TEKS:
---*---

Nasib desa terus jadi sorotan. Puluhan triliun Dana Desa, belum juga mengurangi kemiskinan warga. Dan, 107 dari 139 aktor korupsi anggaran desa adalah Kepala Desa. Apa yang bisa kita perbuat untuk desa?
Sebagai Kompasianer, kita tidak punya power untuk menangkap para Kepala Desa (Kades) tersebut. Kita pun tidak memiliki cukup dana untuk digelontorkan kepada warga miskin di desa. Kita hanya punya kata, titik, koma, dan kamera. Itulah yang ada di kita. Mari kita bertolak dari yang ada, berbuat untuk desa sekitar.

---*---

DATA MASUKAN:
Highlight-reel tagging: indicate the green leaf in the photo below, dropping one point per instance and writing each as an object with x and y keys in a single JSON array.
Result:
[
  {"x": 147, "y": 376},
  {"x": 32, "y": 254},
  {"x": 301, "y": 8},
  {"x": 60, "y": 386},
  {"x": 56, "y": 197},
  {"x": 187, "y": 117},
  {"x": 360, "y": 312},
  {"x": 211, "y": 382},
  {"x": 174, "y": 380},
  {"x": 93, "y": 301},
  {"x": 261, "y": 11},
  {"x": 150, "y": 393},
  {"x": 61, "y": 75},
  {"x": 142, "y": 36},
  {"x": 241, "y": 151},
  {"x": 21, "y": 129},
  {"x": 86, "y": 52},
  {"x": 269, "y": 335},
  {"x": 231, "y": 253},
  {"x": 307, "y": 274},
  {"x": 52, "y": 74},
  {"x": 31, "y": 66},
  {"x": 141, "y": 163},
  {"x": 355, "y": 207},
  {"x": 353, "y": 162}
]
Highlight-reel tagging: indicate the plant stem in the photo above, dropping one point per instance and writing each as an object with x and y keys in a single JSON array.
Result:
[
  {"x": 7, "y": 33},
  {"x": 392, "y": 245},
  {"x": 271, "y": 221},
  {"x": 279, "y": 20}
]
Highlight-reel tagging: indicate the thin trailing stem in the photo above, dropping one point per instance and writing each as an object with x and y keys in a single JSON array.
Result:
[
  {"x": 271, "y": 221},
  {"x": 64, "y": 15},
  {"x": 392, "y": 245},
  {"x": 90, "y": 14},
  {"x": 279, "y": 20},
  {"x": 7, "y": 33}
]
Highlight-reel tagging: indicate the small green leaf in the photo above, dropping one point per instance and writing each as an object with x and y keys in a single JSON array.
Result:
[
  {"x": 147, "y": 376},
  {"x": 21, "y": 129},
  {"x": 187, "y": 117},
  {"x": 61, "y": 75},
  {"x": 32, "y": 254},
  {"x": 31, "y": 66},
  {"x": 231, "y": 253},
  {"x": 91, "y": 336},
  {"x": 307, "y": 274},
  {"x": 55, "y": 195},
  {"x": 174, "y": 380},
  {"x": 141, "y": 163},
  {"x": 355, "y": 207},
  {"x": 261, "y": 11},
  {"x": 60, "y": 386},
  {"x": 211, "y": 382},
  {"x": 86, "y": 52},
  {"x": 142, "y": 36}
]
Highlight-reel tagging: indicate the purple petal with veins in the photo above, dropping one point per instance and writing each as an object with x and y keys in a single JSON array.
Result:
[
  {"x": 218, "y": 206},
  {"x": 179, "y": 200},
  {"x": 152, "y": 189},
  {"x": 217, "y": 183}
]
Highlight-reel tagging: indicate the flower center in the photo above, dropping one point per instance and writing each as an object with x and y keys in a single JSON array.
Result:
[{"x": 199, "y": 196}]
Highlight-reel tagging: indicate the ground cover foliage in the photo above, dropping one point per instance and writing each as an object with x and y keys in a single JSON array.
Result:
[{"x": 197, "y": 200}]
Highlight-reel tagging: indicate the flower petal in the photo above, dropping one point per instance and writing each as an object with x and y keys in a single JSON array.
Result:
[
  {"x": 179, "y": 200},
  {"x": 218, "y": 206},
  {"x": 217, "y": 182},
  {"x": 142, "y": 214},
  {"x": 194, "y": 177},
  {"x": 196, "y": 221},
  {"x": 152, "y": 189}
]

---*---

YANG PERLU DIKERJAKAN:
1. Terjemahkan kalimat dari teks ini ke dalam bahasa Inggris: "Kita hanya punya kata, titik, koma, dan kamera."
2. Perbarui bagian teks mulai dari "Nasib desa terus" sampai "perbuat untuk desa?", dengan mengganti "Dana Desa" menjadi "Alokasi Dana Desa".
3. Menurut teks, berapa dari 139 aktor korupsi anggaran desa yang merupakan Kepala Desa?

CONTOH JAWABAN:
1. We only have words, periods, commas, and cameras.

2.
Nasib desa terus jadi sorotan. Puluhan triliun Alokasi Dana Desa, belum juga mengurangi kemiskinan warga. Dan, 107 dari 139 aktor korupsi anggaran desa adalah Kepala Desa. Apa yang bisa kita perbuat untuk desa?

3. 107 orang.